> _The request_: Please copy the lines of the listing below word for word, starting with the line that contains "Medical imaging task — a pathologist needs the location of white" and ending with the line that contains "[187,120,360,170]", both included.

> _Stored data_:
==========

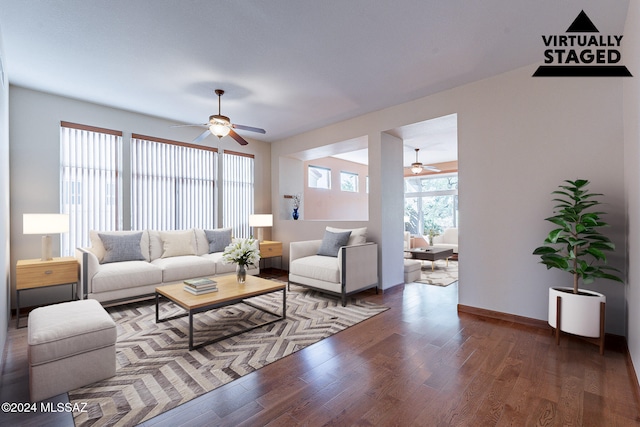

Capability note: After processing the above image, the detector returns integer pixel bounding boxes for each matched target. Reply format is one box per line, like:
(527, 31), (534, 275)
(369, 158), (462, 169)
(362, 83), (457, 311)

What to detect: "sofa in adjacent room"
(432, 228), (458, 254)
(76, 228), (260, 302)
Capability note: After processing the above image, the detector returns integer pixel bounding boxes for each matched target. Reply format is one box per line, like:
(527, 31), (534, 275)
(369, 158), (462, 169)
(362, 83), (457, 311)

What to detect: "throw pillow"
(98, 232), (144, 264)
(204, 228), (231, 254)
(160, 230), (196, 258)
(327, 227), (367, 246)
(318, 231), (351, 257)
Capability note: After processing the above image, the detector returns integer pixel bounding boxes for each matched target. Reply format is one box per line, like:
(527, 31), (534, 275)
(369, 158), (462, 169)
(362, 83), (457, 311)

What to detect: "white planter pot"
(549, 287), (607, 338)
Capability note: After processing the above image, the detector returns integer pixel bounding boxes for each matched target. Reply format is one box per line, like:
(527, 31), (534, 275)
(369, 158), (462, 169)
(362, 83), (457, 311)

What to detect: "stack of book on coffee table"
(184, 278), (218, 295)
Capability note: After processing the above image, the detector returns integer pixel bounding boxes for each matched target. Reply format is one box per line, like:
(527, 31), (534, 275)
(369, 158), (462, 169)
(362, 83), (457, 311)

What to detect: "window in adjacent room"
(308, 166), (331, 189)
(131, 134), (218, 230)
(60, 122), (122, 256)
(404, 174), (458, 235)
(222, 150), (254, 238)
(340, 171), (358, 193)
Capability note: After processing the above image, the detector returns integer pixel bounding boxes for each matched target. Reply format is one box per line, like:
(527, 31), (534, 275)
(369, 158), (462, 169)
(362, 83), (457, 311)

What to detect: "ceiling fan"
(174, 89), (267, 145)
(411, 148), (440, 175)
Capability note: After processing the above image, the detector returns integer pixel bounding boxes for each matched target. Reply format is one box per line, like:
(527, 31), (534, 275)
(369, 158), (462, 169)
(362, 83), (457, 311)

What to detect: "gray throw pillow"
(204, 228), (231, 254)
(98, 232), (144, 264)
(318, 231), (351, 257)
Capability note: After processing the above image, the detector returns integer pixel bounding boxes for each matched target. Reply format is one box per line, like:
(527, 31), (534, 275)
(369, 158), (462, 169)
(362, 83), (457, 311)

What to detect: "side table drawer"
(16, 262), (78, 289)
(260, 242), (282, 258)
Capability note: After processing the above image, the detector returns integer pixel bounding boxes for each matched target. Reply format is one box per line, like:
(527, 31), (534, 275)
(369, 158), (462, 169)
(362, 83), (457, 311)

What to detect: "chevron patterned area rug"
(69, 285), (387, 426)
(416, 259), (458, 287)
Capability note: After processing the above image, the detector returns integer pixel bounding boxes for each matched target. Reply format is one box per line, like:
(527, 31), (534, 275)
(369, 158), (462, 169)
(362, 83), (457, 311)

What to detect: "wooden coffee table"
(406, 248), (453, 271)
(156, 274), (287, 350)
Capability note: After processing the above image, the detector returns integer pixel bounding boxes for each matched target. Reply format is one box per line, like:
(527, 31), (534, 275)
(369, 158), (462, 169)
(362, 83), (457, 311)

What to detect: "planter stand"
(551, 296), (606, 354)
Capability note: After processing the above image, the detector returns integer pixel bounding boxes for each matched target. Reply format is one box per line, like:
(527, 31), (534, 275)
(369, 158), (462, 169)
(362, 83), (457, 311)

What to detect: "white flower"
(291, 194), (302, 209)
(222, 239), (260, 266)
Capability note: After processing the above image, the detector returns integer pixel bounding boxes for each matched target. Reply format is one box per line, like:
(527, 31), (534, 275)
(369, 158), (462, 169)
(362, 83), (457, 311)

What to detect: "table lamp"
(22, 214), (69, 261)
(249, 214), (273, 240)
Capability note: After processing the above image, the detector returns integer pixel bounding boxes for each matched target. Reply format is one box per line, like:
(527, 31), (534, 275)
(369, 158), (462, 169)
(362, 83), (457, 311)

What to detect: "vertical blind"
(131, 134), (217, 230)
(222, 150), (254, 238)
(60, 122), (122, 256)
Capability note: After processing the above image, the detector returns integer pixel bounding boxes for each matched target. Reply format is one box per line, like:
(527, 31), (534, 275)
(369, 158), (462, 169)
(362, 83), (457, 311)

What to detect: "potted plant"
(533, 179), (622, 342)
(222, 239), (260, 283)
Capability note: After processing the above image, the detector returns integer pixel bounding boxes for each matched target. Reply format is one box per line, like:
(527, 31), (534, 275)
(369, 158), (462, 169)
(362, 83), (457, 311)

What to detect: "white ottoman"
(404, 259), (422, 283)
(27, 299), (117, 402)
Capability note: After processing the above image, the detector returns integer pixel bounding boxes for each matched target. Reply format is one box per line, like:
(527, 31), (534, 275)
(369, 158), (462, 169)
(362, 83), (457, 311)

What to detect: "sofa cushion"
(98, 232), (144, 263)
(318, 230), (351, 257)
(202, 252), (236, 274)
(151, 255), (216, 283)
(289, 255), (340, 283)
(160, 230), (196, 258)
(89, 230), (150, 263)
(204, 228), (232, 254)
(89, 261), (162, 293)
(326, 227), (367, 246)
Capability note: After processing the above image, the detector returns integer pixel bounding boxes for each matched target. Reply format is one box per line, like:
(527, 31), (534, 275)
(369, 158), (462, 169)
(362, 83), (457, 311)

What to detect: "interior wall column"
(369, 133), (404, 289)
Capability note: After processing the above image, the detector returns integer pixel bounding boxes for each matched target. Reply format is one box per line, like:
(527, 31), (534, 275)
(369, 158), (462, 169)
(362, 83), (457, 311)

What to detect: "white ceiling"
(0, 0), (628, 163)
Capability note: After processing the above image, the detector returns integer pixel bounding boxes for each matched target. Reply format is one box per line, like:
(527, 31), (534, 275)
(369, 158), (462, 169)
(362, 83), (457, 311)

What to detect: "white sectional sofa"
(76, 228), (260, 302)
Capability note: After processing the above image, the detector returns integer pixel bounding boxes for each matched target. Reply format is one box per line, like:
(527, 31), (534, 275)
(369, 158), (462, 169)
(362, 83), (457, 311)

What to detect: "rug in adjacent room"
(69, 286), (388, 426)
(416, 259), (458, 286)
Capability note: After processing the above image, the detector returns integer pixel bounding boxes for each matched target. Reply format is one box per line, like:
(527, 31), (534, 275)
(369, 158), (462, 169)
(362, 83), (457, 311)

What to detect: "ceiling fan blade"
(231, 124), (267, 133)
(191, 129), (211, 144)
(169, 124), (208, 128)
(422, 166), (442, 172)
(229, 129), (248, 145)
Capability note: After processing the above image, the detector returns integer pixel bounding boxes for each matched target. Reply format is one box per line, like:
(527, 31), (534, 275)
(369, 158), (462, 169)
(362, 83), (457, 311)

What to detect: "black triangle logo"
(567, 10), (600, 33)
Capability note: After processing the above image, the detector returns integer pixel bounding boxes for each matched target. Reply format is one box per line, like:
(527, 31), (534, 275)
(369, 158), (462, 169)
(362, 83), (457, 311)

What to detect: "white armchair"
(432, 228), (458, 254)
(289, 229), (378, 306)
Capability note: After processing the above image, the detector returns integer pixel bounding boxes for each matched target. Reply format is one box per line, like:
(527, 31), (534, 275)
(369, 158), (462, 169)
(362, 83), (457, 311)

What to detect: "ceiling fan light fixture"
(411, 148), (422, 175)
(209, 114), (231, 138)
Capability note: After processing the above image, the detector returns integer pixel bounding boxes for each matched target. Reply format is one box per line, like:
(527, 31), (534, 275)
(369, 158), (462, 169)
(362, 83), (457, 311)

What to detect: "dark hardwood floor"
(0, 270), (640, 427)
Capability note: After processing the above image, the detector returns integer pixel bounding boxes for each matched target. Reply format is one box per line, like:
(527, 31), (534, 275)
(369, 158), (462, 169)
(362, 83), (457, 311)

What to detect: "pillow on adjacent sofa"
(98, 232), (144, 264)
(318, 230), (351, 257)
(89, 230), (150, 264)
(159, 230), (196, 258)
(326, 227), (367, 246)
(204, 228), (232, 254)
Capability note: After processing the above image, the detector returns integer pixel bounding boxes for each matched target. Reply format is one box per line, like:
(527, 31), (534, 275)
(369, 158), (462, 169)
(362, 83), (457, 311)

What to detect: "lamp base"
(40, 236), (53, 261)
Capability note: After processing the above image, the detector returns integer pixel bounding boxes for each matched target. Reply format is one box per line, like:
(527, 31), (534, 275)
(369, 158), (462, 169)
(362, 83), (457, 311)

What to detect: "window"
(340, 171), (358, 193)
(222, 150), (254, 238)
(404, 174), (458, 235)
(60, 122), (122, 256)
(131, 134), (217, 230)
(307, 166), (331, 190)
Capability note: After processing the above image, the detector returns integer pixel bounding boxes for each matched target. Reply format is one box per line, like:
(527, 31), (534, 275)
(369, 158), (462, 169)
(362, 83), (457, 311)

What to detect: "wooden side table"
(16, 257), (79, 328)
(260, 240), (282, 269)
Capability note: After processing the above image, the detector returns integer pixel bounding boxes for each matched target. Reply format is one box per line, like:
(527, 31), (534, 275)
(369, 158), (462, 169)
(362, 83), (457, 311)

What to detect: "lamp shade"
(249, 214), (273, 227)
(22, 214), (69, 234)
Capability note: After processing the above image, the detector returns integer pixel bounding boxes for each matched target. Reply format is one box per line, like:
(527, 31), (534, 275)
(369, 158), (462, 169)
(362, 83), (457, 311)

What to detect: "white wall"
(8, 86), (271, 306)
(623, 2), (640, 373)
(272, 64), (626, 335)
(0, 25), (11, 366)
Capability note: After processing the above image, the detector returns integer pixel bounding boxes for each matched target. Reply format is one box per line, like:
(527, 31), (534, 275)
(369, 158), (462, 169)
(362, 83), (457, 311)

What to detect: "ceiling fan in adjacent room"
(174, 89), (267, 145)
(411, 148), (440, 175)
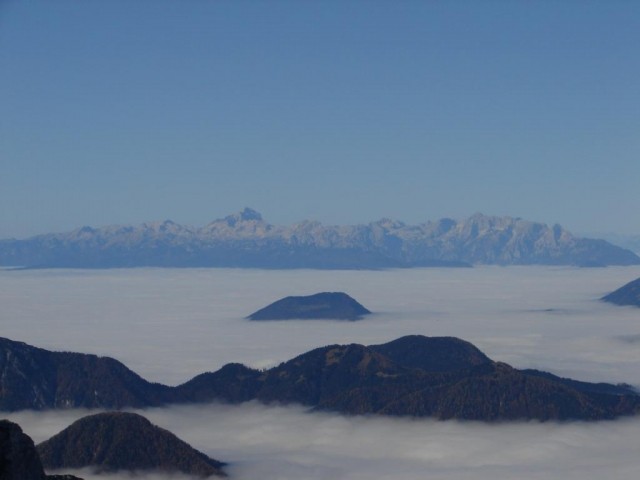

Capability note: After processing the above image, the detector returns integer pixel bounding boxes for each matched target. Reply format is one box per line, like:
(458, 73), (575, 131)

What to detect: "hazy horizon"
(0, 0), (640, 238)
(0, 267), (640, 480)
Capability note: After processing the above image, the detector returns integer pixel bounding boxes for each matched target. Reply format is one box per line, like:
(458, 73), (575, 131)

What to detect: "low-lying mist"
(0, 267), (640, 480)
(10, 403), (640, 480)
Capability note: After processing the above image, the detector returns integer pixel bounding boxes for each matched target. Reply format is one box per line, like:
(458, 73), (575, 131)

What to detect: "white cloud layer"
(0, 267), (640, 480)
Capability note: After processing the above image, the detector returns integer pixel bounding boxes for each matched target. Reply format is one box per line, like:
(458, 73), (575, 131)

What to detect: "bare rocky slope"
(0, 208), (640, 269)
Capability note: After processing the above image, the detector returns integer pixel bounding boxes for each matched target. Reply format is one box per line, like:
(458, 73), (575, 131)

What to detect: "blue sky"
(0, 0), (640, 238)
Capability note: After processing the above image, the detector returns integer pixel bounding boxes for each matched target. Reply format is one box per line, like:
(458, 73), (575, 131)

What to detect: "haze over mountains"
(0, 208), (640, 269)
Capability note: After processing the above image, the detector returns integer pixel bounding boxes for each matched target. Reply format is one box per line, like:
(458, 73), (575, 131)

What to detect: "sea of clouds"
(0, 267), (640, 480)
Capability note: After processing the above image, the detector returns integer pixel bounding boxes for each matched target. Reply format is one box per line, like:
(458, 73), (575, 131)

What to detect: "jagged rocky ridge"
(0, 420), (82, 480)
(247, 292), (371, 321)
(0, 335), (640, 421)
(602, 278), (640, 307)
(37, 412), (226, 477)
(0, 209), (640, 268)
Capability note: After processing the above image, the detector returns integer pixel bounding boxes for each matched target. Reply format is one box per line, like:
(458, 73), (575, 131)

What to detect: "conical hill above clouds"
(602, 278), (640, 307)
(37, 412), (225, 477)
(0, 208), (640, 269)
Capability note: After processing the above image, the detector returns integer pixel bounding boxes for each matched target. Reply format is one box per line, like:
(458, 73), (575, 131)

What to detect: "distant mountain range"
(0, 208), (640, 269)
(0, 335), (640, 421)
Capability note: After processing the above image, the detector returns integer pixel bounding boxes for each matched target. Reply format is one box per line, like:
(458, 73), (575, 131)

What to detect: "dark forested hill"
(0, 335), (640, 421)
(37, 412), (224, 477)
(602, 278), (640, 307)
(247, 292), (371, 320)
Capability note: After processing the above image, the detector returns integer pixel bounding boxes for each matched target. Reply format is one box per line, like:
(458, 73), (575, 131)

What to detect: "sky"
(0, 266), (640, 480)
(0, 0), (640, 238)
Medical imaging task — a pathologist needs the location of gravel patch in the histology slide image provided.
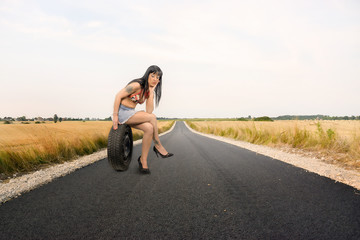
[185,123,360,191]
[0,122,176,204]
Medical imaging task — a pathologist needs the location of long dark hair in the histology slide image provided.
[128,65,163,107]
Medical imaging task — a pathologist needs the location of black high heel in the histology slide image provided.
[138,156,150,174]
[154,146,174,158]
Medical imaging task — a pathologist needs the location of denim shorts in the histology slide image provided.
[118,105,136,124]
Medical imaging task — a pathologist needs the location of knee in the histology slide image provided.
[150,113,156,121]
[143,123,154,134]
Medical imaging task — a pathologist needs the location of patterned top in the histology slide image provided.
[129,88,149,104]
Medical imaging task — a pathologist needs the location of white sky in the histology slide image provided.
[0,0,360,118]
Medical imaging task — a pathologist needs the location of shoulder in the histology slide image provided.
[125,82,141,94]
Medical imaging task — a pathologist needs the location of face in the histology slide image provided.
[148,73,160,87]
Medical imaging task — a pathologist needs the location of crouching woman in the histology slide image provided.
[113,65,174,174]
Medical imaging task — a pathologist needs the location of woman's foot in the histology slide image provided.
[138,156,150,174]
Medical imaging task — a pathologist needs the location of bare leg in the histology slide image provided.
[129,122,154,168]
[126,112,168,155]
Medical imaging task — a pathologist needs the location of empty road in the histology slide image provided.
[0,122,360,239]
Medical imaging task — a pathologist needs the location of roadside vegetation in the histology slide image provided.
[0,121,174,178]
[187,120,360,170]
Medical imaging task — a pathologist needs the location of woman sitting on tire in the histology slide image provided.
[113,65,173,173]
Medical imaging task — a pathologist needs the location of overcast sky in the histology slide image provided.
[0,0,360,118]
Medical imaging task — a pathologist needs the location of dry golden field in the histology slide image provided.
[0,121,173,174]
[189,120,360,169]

==========

> _Reply_:
Medical imaging task — a pathologist needs the location of white sky in the histology slide image provided.
[0,0,360,118]
Medical imaging task — a pathologist needs the location of shoulder in the histology slide image provided.
[125,82,141,94]
Medical imaging task — a pathologist needs the location of face in the histology slide image provided.
[148,73,160,87]
Medical imaging task — a pathologist needs the location of crouching woman in the histology slide image provided.
[113,65,174,174]
Medical imaging task — a pathologist needs the location of woman's foot in the histology slide image provided.
[138,156,150,174]
Medical imaging task — a pathologist needs the location of bare leg in the histology slide image provided.
[129,122,154,168]
[126,112,168,155]
Medical imaging task — a pathologist needs the location of empty road in the histology slide image provided.
[0,122,360,239]
Medical imaging task — a pathologist needs the location of roadside vegetation in the histology slide image provided.
[0,121,174,178]
[187,120,360,170]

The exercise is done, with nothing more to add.